- _Data extract_
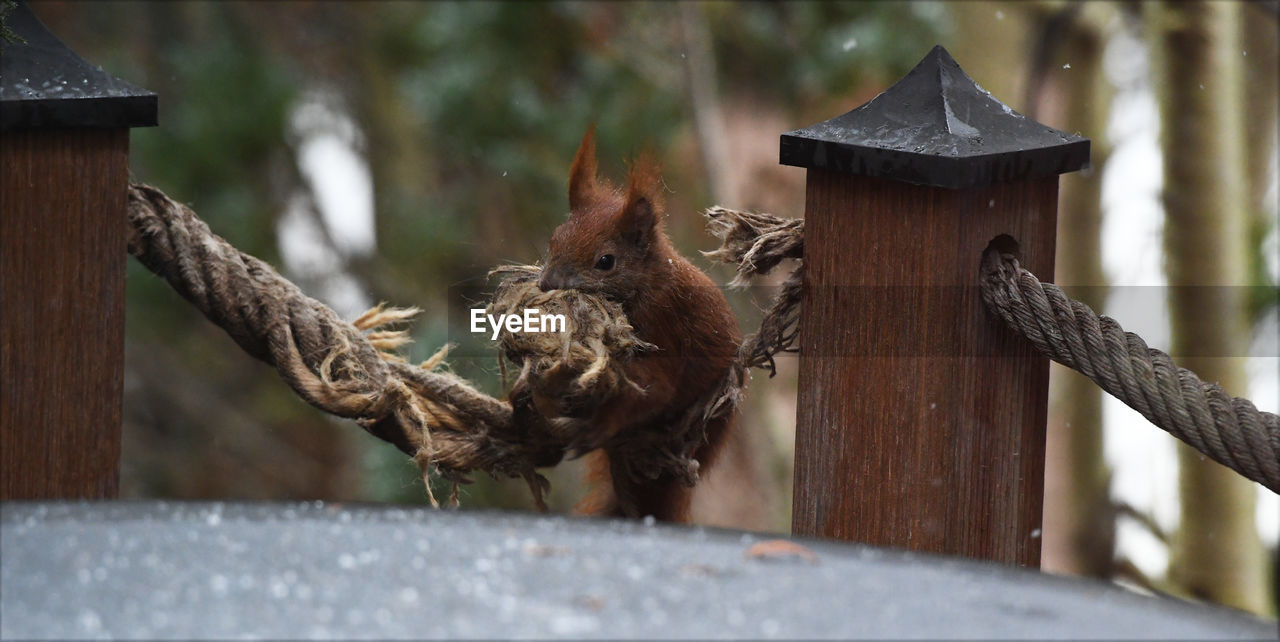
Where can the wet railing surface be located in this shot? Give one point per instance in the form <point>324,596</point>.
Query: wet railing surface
<point>292,571</point>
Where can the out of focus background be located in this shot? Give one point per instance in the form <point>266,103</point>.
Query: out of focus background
<point>397,151</point>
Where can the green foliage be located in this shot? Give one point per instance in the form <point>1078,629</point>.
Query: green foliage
<point>470,114</point>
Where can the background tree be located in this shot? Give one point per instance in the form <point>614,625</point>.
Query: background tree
<point>1216,551</point>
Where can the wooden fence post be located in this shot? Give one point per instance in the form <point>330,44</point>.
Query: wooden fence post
<point>920,418</point>
<point>64,177</point>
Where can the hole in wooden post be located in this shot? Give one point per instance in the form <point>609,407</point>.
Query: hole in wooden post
<point>1005,244</point>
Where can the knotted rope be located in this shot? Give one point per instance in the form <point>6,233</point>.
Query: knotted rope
<point>755,243</point>
<point>1229,430</point>
<point>350,370</point>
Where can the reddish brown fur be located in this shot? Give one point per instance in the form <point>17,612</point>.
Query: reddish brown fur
<point>670,303</point>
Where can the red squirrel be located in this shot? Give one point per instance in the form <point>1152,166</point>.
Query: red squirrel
<point>615,243</point>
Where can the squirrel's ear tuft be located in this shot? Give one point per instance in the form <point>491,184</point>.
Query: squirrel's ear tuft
<point>641,215</point>
<point>581,178</point>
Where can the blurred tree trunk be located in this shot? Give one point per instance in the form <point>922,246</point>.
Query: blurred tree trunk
<point>986,32</point>
<point>1079,522</point>
<point>1261,60</point>
<point>1216,554</point>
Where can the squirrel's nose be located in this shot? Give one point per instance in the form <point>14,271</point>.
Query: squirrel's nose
<point>557,279</point>
<point>548,281</point>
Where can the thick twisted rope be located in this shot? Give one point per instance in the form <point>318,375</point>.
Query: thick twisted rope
<point>442,421</point>
<point>336,366</point>
<point>1229,430</point>
<point>754,243</point>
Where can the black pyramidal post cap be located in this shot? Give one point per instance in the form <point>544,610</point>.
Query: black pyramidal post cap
<point>936,127</point>
<point>45,85</point>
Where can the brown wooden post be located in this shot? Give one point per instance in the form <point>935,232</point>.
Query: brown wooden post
<point>920,420</point>
<point>64,174</point>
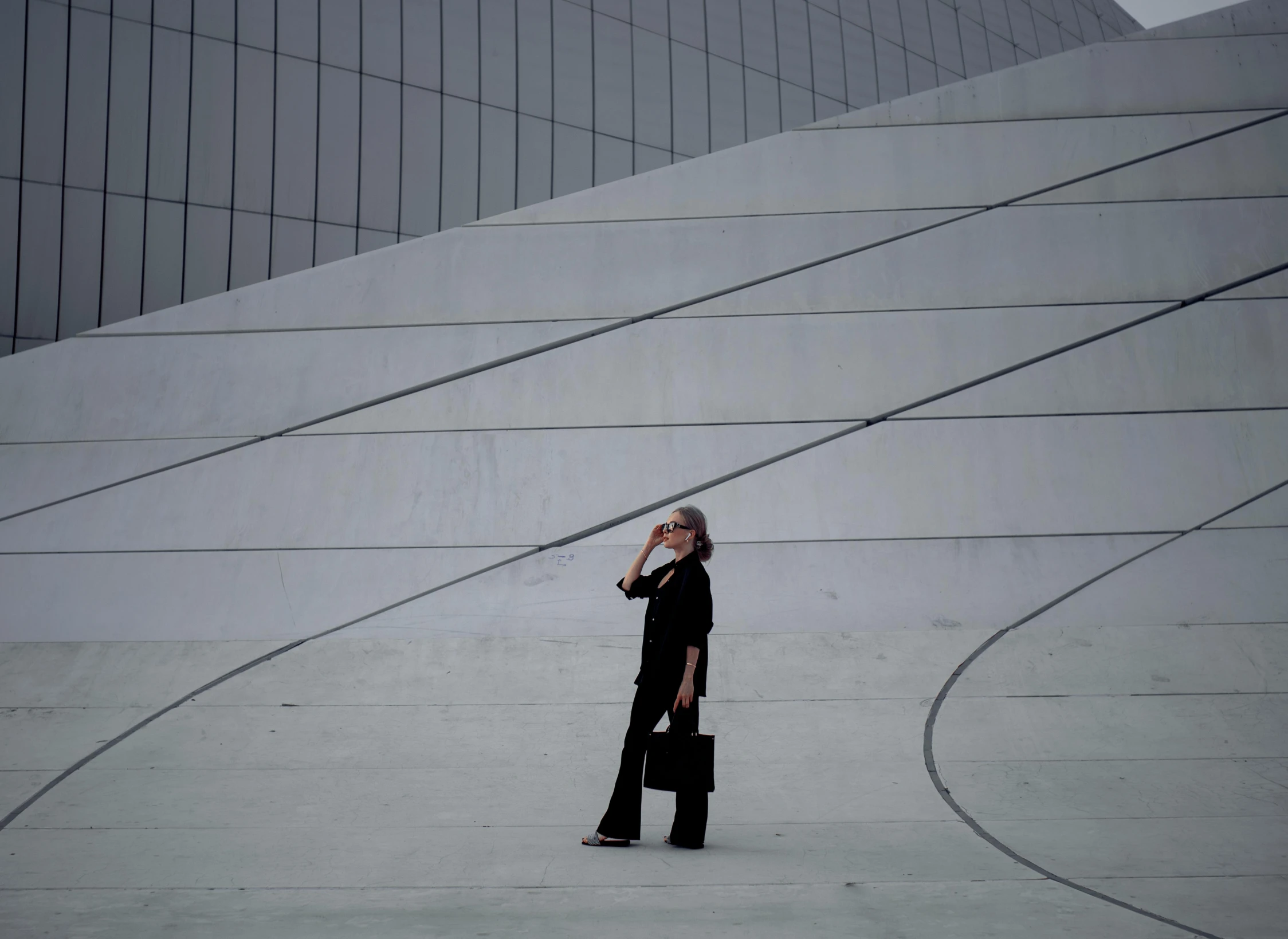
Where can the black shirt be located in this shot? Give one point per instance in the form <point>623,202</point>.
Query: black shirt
<point>679,616</point>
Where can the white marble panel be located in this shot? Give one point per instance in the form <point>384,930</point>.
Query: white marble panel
<point>1164,76</point>
<point>1024,476</point>
<point>776,588</point>
<point>1183,658</point>
<point>112,388</point>
<point>1179,727</point>
<point>481,855</point>
<point>900,168</point>
<point>1268,510</point>
<point>1034,256</point>
<point>214,595</point>
<point>1153,847</point>
<point>1247,163</point>
<point>1252,907</point>
<point>964,909</point>
<point>719,370</point>
<point>561,272</point>
<point>402,490</point>
<point>1215,355</point>
<point>1205,577</point>
<point>1120,789</point>
<point>39,473</point>
<point>1256,17</point>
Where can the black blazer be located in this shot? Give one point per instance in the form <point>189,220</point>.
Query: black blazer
<point>678,616</point>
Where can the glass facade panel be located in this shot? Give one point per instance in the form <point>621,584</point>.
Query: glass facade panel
<point>87,101</point>
<point>420,155</point>
<point>205,253</point>
<point>892,70</point>
<point>996,18</point>
<point>338,146</point>
<point>40,240</point>
<point>1022,26</point>
<point>728,115</point>
<point>499,53</point>
<point>916,29</point>
<point>293,246</point>
<point>798,105</point>
<point>687,23</point>
<point>339,29</point>
<point>422,44</point>
<point>13,38</point>
<point>168,124</point>
<point>794,52</point>
<point>614,106</point>
<point>536,75</point>
<point>974,47</point>
<point>921,74</point>
<point>175,14</point>
<point>382,39</point>
<point>857,12</point>
<point>299,27</point>
<point>45,88</point>
<point>215,18</point>
<point>123,258</point>
<point>378,184</point>
<point>943,30</point>
<point>614,159</point>
<point>248,261</point>
<point>295,148</point>
<point>861,66</point>
<point>572,61</point>
<point>575,160</point>
<point>333,242</point>
<point>536,148</point>
<point>763,112</point>
<point>497,144</point>
<point>885,21</point>
<point>828,58</point>
<point>724,30</point>
<point>83,254</point>
<point>210,168</point>
<point>689,101</point>
<point>461,48</point>
<point>460,192</point>
<point>652,69</point>
<point>759,38</point>
<point>652,14</point>
<point>651,159</point>
<point>253,146</point>
<point>256,23</point>
<point>370,240</point>
<point>8,258</point>
<point>163,256</point>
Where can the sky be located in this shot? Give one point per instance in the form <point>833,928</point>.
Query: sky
<point>1152,13</point>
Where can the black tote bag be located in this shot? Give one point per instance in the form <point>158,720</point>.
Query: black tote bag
<point>681,763</point>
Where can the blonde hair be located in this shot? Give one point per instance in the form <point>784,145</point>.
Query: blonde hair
<point>694,520</point>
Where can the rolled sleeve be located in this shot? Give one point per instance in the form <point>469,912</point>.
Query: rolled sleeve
<point>645,585</point>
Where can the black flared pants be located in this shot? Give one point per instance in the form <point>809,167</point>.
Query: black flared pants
<point>622,820</point>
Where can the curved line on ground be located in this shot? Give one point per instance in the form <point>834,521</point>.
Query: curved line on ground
<point>692,302</point>
<point>672,500</point>
<point>929,734</point>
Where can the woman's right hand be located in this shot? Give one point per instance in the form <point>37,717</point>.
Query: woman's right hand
<point>655,539</point>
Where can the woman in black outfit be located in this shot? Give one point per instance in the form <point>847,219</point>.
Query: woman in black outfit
<point>673,674</point>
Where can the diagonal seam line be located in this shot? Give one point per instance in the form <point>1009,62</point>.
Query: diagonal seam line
<point>653,315</point>
<point>929,734</point>
<point>620,520</point>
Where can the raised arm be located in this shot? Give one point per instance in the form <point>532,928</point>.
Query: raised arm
<point>633,572</point>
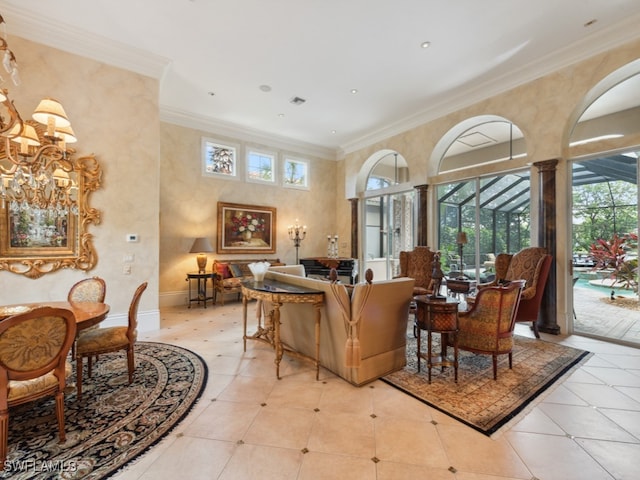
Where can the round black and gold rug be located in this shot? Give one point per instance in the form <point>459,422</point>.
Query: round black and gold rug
<point>114,423</point>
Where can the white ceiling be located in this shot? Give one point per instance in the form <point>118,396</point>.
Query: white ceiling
<point>319,50</point>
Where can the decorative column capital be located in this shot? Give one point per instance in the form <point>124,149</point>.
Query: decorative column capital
<point>547,165</point>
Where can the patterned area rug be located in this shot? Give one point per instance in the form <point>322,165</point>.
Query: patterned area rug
<point>114,423</point>
<point>477,400</point>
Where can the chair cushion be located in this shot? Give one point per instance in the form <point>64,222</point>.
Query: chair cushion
<point>222,269</point>
<point>22,388</point>
<point>236,270</point>
<point>102,339</point>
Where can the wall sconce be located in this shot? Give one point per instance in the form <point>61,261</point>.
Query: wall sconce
<point>461,240</point>
<point>201,246</point>
<point>297,233</point>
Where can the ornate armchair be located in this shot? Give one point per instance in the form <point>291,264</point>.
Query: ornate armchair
<point>488,327</point>
<point>97,341</point>
<point>417,264</point>
<point>33,363</point>
<point>532,265</point>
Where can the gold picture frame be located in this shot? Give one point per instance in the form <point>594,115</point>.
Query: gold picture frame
<point>32,246</point>
<point>246,228</point>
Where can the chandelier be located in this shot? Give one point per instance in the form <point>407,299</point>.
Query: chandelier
<point>35,161</point>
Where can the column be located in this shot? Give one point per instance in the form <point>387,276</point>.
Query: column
<point>354,227</point>
<point>547,238</point>
<point>421,219</point>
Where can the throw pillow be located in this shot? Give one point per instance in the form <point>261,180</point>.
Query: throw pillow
<point>222,269</point>
<point>236,270</point>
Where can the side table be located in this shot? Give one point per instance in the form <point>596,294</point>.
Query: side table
<point>437,316</point>
<point>201,287</point>
<point>460,286</point>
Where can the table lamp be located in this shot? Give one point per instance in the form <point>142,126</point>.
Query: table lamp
<point>461,239</point>
<point>201,246</point>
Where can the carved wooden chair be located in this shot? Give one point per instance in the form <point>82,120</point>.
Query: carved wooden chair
<point>33,362</point>
<point>531,264</point>
<point>92,289</point>
<point>95,342</point>
<point>488,327</point>
<point>417,264</point>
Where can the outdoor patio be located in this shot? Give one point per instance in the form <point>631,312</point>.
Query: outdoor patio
<point>604,319</point>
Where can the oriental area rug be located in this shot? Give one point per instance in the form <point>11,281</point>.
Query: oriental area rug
<point>477,400</point>
<point>115,422</point>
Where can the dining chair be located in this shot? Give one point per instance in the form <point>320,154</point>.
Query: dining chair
<point>487,328</point>
<point>93,342</point>
<point>92,289</point>
<point>33,363</point>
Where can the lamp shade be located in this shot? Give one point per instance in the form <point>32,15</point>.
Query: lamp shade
<point>201,246</point>
<point>66,134</point>
<point>48,109</point>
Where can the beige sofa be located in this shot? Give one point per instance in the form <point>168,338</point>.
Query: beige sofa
<point>362,334</point>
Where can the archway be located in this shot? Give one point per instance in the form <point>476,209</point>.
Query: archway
<point>388,212</point>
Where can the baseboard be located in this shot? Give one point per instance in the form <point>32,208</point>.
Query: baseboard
<point>147,321</point>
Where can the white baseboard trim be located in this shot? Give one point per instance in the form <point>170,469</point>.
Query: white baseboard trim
<point>147,321</point>
<point>174,299</point>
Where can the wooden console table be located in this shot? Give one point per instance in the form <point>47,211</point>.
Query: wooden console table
<point>279,293</point>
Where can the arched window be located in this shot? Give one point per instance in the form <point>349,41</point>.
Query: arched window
<point>492,210</point>
<point>388,214</point>
<point>604,146</point>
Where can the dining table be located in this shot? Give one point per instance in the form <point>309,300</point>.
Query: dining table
<point>87,314</point>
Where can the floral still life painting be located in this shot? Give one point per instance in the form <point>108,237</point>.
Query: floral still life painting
<point>246,228</point>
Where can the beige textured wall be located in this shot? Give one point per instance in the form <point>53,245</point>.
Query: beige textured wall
<point>115,115</point>
<point>188,206</point>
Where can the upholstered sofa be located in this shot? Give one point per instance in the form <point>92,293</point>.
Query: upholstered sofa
<point>363,328</point>
<point>228,275</point>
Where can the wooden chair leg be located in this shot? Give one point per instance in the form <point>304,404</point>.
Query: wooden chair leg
<point>495,367</point>
<point>4,434</point>
<point>79,366</point>
<point>60,415</point>
<point>130,363</point>
<point>535,329</point>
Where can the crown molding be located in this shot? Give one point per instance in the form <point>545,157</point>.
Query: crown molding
<point>82,42</point>
<point>208,124</point>
<point>607,39</point>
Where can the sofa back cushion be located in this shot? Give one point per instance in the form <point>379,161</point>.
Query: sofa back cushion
<point>381,311</point>
<point>222,269</point>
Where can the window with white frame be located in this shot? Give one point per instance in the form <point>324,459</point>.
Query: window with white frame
<point>261,166</point>
<point>296,173</point>
<point>219,159</point>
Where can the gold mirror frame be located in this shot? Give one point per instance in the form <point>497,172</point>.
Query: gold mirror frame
<point>79,253</point>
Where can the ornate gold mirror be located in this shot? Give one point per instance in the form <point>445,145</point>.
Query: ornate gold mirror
<point>45,210</point>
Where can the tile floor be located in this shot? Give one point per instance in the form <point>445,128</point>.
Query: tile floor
<point>248,425</point>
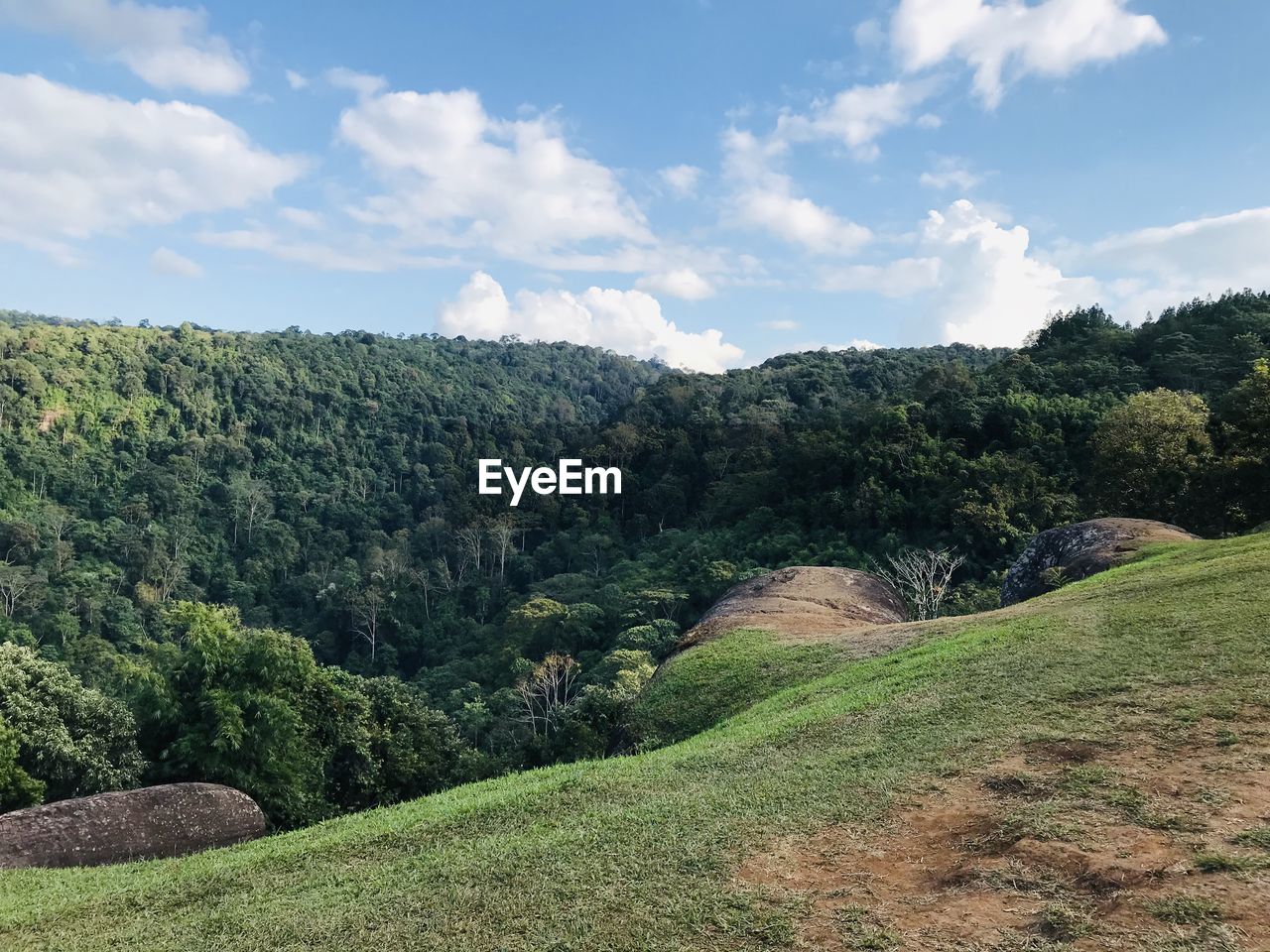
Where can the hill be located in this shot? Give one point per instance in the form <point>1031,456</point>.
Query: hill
<point>197,527</point>
<point>1046,730</point>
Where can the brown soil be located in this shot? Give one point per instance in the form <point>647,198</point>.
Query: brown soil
<point>803,602</point>
<point>1064,844</point>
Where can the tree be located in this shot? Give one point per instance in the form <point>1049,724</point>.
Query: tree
<point>367,610</point>
<point>17,584</point>
<point>922,575</point>
<point>1147,453</point>
<point>72,739</point>
<point>548,692</point>
<point>18,788</point>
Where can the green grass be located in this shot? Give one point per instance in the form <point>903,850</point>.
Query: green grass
<point>714,680</point>
<point>640,852</point>
<point>1185,910</point>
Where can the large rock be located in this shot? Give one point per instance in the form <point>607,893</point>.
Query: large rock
<point>173,819</point>
<point>803,601</point>
<point>1074,552</point>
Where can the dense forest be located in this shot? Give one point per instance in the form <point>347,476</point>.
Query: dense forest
<point>261,558</point>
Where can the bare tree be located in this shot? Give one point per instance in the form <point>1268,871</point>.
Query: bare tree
<point>16,583</point>
<point>922,575</point>
<point>502,534</point>
<point>367,616</point>
<point>252,502</point>
<point>548,692</point>
<point>471,540</point>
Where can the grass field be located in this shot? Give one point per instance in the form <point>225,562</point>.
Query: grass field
<point>642,852</point>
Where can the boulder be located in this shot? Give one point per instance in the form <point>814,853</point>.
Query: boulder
<point>169,820</point>
<point>1075,552</point>
<point>803,601</point>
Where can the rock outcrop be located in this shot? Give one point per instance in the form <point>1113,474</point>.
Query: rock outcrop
<point>1075,552</point>
<point>169,820</point>
<point>803,601</point>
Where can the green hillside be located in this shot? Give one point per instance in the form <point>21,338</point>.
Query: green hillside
<point>642,852</point>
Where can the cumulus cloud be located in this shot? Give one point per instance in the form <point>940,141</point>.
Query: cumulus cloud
<point>1153,268</point>
<point>683,282</point>
<point>766,198</point>
<point>461,178</point>
<point>164,261</point>
<point>168,48</point>
<point>75,163</point>
<point>1008,40</point>
<point>856,117</point>
<point>683,179</point>
<point>989,290</point>
<point>365,84</point>
<point>359,254</point>
<point>626,321</point>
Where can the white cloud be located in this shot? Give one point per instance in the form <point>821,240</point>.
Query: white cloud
<point>1153,268</point>
<point>857,116</point>
<point>169,48</point>
<point>766,198</point>
<point>951,172</point>
<point>461,178</point>
<point>303,218</point>
<point>365,84</point>
<point>683,179</point>
<point>681,282</point>
<point>1007,40</point>
<point>164,261</point>
<point>626,321</point>
<point>75,163</point>
<point>991,291</point>
<point>362,254</point>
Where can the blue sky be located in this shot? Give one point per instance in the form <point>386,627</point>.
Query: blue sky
<point>707,182</point>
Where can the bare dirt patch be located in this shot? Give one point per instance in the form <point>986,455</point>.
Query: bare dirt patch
<point>1159,842</point>
<point>803,602</point>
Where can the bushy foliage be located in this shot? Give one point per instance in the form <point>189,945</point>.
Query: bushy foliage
<point>71,739</point>
<point>381,613</point>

- _The request_
Could you write out everything from the line containing "Where can the diagonal" down to and including the line containing "<point>319,50</point>", requests and all, with every coordinate in the answer points shifted by -75? Leave the pictures out.

- _Response below_
Where can the diagonal seam line be located in this shot? Give one point per instance in the form <point>1009,62</point>.
Query: diagonal seam line
<point>578,240</point>
<point>854,659</point>
<point>545,445</point>
Where can the raised arm be located in this shot? Give one point per instance in the form <point>532,928</point>.
Query: raised arm
<point>558,497</point>
Where can the round black and gold rug be located in this shot? Give one point per instance in the form <point>459,422</point>.
Query: round black and gold rug
<point>39,348</point>
Where can the white ceiling be located in this shot? Give one point per instance in the form <point>118,396</point>.
Query: white ceiling
<point>244,-25</point>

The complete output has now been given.